* [Data shown]
** begin **
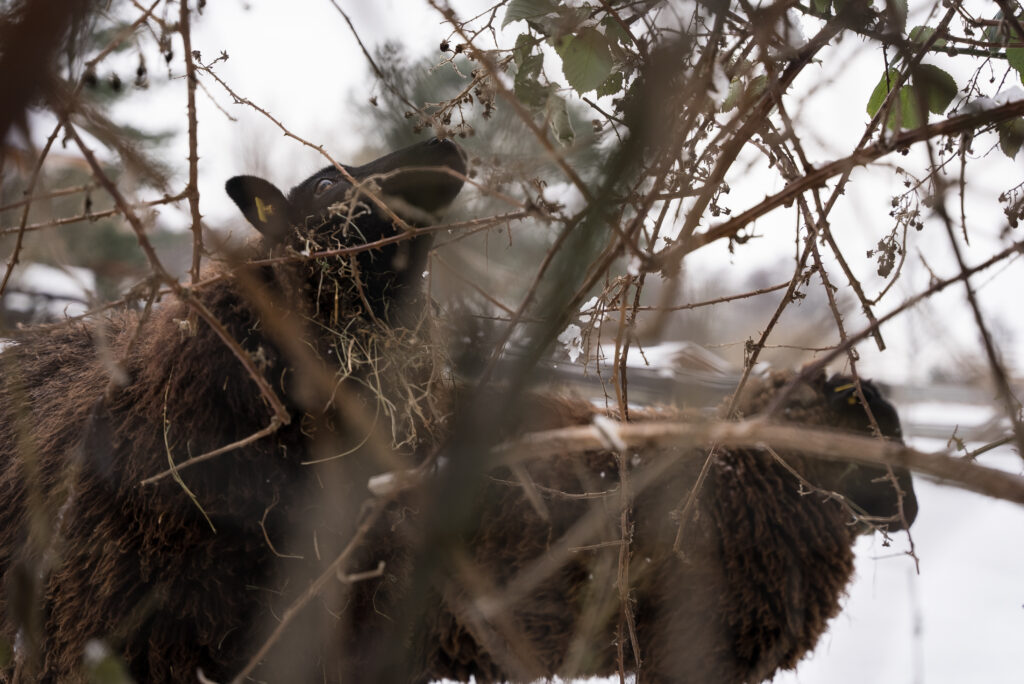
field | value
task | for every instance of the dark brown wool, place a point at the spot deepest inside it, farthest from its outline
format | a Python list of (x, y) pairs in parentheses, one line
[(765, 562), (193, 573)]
** end **
** begin **
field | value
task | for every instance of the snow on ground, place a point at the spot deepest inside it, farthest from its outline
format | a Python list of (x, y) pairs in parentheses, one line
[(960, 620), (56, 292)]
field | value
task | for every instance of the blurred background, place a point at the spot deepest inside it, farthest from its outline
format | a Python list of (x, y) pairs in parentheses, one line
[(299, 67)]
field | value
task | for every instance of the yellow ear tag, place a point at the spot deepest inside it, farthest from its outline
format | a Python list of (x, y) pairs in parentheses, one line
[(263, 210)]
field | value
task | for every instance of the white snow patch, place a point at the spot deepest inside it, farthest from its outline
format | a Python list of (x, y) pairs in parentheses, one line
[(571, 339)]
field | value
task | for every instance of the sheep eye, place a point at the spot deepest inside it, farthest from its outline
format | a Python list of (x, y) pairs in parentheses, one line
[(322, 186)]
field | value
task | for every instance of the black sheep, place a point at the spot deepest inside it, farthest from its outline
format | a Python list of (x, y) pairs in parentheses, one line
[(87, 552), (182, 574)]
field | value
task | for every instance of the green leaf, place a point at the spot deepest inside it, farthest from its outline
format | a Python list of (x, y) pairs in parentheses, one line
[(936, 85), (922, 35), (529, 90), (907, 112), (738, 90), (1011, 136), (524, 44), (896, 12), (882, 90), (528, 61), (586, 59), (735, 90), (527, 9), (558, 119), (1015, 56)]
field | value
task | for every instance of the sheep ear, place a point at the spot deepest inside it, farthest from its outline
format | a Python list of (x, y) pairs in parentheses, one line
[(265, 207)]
** end **
* [Task directions] Which lines in the listing above contain the string "sheep"? Copy out each of them in full.

* [Exercise result]
task | for every instance of the sheep eye, place a point at the spot deepest inside it, farthest from its outline
task | for every instance of the black sheep, place a point at the spot deepest inside it, farthest from its outline
task | for every instance of the sheep ear, place a point at the spot deepest inside it, farthest from its outline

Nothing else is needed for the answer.